Stored data:
***

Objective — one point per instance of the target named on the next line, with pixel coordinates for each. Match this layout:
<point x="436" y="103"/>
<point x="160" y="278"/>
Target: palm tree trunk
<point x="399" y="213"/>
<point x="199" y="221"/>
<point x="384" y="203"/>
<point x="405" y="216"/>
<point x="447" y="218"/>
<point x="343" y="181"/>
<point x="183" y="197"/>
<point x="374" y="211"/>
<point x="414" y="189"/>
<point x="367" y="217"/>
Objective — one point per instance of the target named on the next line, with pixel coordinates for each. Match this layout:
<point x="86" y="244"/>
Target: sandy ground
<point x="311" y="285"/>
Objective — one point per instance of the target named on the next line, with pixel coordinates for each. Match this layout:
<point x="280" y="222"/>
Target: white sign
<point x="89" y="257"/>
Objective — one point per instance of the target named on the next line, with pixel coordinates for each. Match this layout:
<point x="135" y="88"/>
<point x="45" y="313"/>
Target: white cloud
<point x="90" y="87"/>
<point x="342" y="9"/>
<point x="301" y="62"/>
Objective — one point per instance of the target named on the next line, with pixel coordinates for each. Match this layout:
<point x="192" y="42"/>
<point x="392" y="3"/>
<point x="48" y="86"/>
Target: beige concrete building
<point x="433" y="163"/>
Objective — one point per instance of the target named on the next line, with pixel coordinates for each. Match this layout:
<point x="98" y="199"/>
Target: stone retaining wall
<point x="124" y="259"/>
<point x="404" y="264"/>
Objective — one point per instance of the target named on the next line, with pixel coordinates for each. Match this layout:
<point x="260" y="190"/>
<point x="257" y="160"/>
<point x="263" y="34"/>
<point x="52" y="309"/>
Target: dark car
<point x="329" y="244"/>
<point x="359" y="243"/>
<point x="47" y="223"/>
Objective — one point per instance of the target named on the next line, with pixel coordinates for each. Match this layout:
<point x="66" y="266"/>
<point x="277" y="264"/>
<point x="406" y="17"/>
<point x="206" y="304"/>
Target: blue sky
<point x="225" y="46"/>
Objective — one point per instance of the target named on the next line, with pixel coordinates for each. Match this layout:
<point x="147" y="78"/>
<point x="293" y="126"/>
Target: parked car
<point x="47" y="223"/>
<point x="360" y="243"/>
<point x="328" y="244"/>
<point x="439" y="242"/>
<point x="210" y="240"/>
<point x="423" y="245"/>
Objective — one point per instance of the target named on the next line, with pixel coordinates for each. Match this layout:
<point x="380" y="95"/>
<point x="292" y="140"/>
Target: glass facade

***

- Exercise brief -
Please count the lines in the records above that contain the string "white", treating case as significant, and give only the number.

- The solution -
2